▶ [Exercise] Using the records below, copy exactly the part that opens with the line holding "Target: distant building" and closes with the line holding "Target: white cloud", minus the pictures.

(Natural language region descriptions)
%%
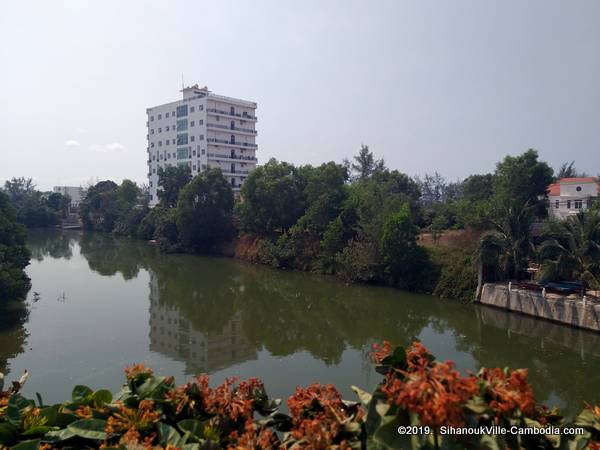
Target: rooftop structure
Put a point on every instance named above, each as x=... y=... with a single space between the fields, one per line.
x=568 y=196
x=201 y=131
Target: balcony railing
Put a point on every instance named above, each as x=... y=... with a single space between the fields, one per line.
x=241 y=157
x=225 y=127
x=224 y=141
x=243 y=116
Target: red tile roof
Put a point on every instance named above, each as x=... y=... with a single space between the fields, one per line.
x=578 y=180
x=554 y=188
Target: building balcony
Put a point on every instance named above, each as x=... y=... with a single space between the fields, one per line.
x=232 y=130
x=220 y=112
x=234 y=157
x=231 y=144
x=236 y=172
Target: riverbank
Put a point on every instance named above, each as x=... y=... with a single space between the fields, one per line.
x=567 y=310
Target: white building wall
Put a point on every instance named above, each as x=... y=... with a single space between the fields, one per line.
x=209 y=120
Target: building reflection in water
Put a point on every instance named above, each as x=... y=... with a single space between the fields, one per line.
x=172 y=335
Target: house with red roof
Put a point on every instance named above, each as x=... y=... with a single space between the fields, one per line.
x=568 y=196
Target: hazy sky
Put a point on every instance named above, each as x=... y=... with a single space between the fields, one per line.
x=451 y=86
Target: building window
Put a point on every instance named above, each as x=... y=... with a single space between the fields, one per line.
x=182 y=111
x=182 y=139
x=183 y=153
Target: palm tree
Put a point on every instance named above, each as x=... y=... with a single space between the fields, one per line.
x=571 y=249
x=506 y=248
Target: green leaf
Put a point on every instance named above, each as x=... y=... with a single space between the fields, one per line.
x=8 y=434
x=168 y=435
x=38 y=431
x=89 y=429
x=150 y=386
x=40 y=401
x=58 y=435
x=363 y=396
x=28 y=445
x=102 y=397
x=80 y=393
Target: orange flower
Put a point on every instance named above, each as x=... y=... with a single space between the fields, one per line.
x=508 y=391
x=136 y=370
x=435 y=391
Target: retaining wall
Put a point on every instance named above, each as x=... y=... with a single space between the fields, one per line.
x=561 y=309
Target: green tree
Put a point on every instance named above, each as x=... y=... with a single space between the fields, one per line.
x=365 y=164
x=571 y=249
x=406 y=263
x=170 y=182
x=204 y=211
x=272 y=199
x=523 y=180
x=324 y=192
x=505 y=250
x=14 y=256
x=99 y=209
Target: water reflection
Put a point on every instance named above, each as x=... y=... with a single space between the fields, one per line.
x=13 y=335
x=210 y=314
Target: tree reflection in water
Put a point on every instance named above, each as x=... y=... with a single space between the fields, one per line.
x=220 y=312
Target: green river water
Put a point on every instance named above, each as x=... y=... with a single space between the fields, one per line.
x=100 y=303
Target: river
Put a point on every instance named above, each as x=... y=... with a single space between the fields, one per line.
x=99 y=303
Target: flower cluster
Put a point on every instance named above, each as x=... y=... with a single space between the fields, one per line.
x=319 y=416
x=508 y=390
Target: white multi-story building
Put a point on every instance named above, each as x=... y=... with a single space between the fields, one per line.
x=568 y=196
x=201 y=131
x=75 y=193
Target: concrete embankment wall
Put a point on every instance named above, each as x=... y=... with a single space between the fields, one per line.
x=556 y=308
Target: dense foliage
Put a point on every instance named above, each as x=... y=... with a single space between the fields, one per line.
x=14 y=256
x=35 y=209
x=417 y=391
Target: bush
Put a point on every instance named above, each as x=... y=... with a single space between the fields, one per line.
x=14 y=255
x=417 y=391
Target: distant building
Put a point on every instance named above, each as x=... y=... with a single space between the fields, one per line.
x=74 y=192
x=202 y=131
x=568 y=196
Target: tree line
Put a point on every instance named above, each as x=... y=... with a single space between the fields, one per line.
x=358 y=220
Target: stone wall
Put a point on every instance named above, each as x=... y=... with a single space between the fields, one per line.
x=557 y=308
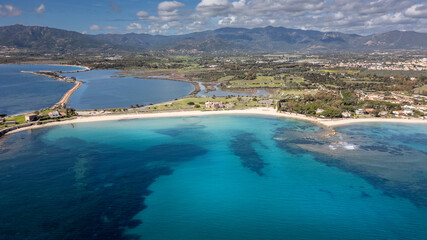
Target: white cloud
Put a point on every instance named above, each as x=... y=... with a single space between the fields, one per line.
x=110 y=28
x=142 y=14
x=94 y=28
x=40 y=9
x=349 y=16
x=214 y=7
x=134 y=26
x=8 y=10
x=417 y=11
x=227 y=20
x=169 y=6
x=168 y=11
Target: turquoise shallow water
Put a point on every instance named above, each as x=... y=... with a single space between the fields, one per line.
%%
▶ [Solution to the problem]
Target: distant building
Put a point on every instance named above, each as x=... y=... with a single space between the fields, one per line.
x=74 y=192
x=202 y=131
x=568 y=196
Target: tree line
Put a point on every instance named above, each as x=... y=... with a single space between the fields, one per line.
x=358 y=220
Target: stone wall
Put a point on every instance named above, each as x=... y=... with a single space between the fields, one per line.
x=557 y=308
Target: white cloud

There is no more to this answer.